## DATA RECORDS

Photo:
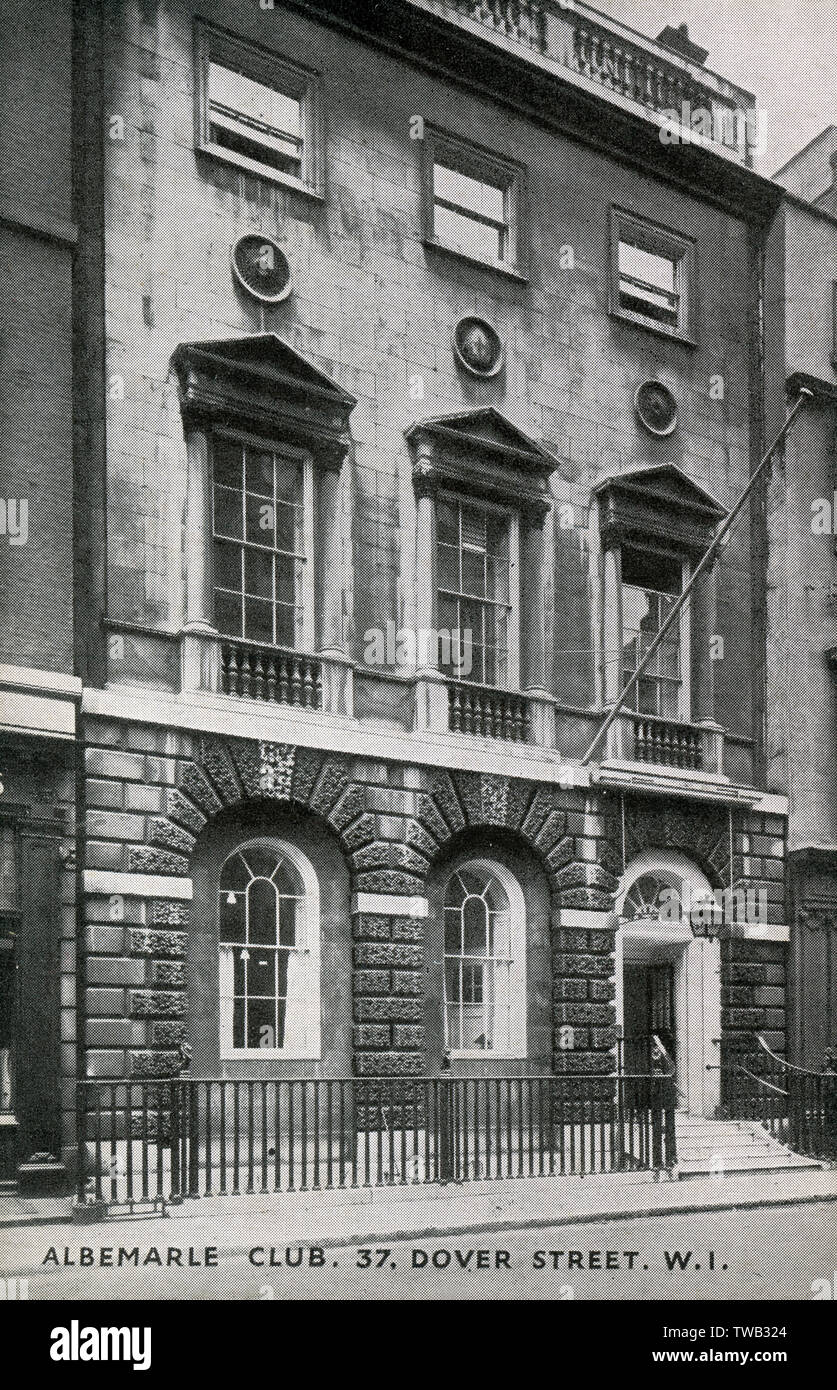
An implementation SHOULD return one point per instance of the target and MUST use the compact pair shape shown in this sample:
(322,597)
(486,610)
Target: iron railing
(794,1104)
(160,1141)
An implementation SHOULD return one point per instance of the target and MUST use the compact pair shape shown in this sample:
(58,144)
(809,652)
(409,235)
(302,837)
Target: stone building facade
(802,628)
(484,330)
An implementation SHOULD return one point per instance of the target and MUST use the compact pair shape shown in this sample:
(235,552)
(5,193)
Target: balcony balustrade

## THE PROBLEM
Reproduce every line of the data above, exactly as it stands, but not the pictures.

## RESULT
Photo:
An implementation SHOULD return one point per instance of the target and MUST use the compact pair shape shown in this sample:
(322,597)
(486,610)
Target: iron railing
(794,1104)
(160,1141)
An implementation SHOULD return one point per instance of the target and MUST use the compact pair shape shown in this sample:
(58,144)
(809,652)
(409,235)
(302,837)
Target: stone building facade
(802,628)
(484,330)
An implementation SHOULD return one point per instance of the target and MUST use the compact pair shape shown in this sample:
(235,552)
(5,193)
Target: balcony balustrade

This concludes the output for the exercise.